Records:
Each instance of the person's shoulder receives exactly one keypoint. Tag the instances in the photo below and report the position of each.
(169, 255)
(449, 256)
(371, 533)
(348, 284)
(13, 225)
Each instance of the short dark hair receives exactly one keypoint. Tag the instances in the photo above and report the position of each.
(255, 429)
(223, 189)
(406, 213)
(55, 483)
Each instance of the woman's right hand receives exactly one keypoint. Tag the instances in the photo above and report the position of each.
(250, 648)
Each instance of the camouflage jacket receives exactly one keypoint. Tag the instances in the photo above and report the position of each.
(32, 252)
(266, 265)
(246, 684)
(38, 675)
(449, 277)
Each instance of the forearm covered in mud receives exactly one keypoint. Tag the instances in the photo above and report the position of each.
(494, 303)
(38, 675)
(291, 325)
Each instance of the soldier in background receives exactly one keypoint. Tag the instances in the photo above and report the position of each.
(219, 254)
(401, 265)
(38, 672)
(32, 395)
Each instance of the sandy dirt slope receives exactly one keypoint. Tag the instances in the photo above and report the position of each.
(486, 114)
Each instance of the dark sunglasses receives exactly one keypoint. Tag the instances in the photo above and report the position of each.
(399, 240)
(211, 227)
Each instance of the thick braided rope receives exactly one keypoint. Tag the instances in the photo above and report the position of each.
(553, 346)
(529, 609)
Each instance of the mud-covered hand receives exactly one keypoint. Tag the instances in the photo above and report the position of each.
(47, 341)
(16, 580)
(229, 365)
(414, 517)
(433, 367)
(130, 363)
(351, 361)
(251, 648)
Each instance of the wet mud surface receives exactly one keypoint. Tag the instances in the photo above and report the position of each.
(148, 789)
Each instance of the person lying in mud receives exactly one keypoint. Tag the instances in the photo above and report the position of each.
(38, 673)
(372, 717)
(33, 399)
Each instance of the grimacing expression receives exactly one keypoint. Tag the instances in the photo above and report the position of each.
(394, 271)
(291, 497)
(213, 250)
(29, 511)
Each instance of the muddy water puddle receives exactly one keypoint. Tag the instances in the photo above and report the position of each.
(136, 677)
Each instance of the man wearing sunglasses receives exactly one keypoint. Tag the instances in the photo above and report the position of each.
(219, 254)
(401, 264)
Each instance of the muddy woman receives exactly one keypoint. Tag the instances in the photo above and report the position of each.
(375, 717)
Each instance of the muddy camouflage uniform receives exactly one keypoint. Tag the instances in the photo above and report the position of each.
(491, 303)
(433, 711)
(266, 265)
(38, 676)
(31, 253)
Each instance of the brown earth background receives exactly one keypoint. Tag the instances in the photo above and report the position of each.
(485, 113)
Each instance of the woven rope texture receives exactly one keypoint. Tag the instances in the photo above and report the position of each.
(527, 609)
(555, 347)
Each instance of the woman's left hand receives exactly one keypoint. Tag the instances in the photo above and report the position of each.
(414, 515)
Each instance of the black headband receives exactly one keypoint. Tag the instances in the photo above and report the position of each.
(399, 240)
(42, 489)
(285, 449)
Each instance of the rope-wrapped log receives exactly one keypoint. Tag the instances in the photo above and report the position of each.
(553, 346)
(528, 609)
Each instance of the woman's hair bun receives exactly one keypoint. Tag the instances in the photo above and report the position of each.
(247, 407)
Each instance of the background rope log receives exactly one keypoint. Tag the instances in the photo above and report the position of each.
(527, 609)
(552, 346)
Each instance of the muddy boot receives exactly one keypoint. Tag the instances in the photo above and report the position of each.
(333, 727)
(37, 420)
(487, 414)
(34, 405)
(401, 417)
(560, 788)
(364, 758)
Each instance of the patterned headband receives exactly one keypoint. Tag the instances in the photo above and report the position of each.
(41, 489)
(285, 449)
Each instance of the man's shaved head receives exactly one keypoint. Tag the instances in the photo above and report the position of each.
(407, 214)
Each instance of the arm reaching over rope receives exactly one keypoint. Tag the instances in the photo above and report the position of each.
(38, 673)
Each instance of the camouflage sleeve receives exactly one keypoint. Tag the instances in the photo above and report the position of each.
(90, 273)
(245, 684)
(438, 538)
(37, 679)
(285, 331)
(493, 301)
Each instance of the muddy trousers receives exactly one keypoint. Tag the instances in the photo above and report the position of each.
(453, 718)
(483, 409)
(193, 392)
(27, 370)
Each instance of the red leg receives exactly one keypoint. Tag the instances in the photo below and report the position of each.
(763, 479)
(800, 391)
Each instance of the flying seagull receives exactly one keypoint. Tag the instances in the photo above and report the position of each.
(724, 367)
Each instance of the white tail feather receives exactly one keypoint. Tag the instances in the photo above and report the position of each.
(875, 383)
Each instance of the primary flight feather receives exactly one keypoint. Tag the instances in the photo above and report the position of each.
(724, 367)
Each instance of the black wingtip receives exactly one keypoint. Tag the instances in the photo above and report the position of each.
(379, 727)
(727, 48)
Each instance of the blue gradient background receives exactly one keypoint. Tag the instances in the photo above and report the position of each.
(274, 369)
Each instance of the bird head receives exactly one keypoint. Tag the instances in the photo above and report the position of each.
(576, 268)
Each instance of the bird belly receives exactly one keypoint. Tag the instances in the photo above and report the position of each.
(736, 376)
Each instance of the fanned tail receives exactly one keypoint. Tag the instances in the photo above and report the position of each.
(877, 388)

WHAT THE TASK ASKS
Transcribe exactly, and only, the lines from the one bearing "Each instance of the black wingtip" through the last line of the entries, counting both.

SOLUTION TO THE PROBLEM
Each instance of the black wingtip receives exactly one keypoint. Tag the instances in the photo above and report the position of each.
(379, 727)
(727, 48)
Each instance of the blue gradient background receives exactly one keypoint. Tag the instances in the photo above and report the position of each.
(274, 369)
Each instance of the bird head receives exactly one keypoint. Tag the instances in the photo above and report the position of each.
(576, 268)
Each instance of the bird belly receives exactly one keypoint. Tag the instances in the photo above and report the position of each.
(736, 376)
Each instance of the fanned tail receives exactly one keypoint. Tag the instances in the photo above and report the position of each.
(877, 388)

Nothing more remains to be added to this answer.